▶ _What to work on_
Reproduce the listing below line for line, leaving every entry and coordinate unchanged.

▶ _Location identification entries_
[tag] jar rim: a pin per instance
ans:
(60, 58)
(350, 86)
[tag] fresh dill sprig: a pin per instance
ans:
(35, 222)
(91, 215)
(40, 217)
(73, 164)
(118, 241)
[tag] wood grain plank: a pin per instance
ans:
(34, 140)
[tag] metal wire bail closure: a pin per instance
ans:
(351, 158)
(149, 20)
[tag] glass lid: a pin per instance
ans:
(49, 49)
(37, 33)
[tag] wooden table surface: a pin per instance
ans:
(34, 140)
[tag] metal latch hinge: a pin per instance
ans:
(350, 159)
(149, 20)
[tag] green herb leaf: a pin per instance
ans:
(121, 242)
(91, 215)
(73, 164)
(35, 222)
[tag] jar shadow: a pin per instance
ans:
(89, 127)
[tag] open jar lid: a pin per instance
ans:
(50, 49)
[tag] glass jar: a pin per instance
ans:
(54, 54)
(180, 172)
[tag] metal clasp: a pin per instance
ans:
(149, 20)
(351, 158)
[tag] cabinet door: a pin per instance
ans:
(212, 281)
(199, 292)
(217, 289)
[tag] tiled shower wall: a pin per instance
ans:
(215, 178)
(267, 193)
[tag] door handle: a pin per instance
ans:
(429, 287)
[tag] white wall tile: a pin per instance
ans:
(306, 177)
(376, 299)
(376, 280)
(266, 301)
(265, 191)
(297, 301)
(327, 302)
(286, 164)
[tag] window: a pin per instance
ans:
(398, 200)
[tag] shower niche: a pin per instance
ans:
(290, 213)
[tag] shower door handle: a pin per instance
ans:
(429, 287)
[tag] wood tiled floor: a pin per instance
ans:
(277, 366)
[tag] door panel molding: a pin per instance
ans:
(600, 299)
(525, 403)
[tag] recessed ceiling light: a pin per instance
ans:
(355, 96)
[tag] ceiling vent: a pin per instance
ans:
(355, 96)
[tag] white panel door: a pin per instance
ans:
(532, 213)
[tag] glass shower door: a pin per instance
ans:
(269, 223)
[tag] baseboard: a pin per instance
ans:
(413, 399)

▶ _Exercise solution_
[tag] jar rim: a pin per instance
ans:
(60, 58)
(350, 86)
[tag] fresh dill sprig: a pin per instance
ans:
(35, 222)
(91, 215)
(40, 217)
(73, 164)
(118, 241)
[tag] wood grain plank: a pin per instance
ans:
(34, 140)
[tag] metal wire bail closure: a pin per instance
ans:
(351, 158)
(149, 20)
[tag] glass lid: a pin per instance
ans:
(49, 49)
(37, 33)
[tag] wooden table surface: a pin per instance
ans:
(34, 140)
[tag] metal latch hinge: a pin per instance
ans:
(350, 159)
(149, 20)
[tag] green herb leaf: a pin per instance
ans:
(121, 242)
(91, 215)
(73, 164)
(35, 222)
[tag] jar shadow: a pin per instance
ans:
(89, 127)
[tag] open jar lid: a pin per instance
ans:
(50, 49)
[tag] glass jar: a pin per instance
ans:
(54, 54)
(180, 172)
[tag] metal clasp: a pin per instance
ans:
(149, 20)
(351, 158)
[tag] cabinet door: a pin per instance
ans:
(212, 281)
(199, 292)
(217, 289)
[tag] tiled shower wall: a pin per instance
ans:
(215, 178)
(267, 193)
[tag] door handle: a pin per instance
ans:
(429, 287)
[tag] white wall tile: a pin per instance
ans:
(306, 177)
(376, 299)
(376, 280)
(266, 301)
(265, 191)
(297, 301)
(327, 302)
(286, 164)
[tag] window: a pin per instance
ans:
(398, 200)
[tag] shower niche: a pin per instance
ans:
(290, 213)
[tag] shower door handle: a pin per instance
ans:
(429, 287)
[tag] wood tiled floor: a pin per instance
ans:
(277, 366)
[tag] door panel molding: a pin per instance
ans:
(600, 299)
(525, 403)
[tag] recessed ceiling light: a pin per instance
ans:
(355, 96)
[tag] ceiling vent: a pin per instance
ans:
(355, 96)
[tag] white panel door: a pin per instance
ans:
(532, 213)
[tag] glass shower door: a pin per instance
ans:
(269, 223)
[tag] baseboard: a pin per instance
ans:
(413, 399)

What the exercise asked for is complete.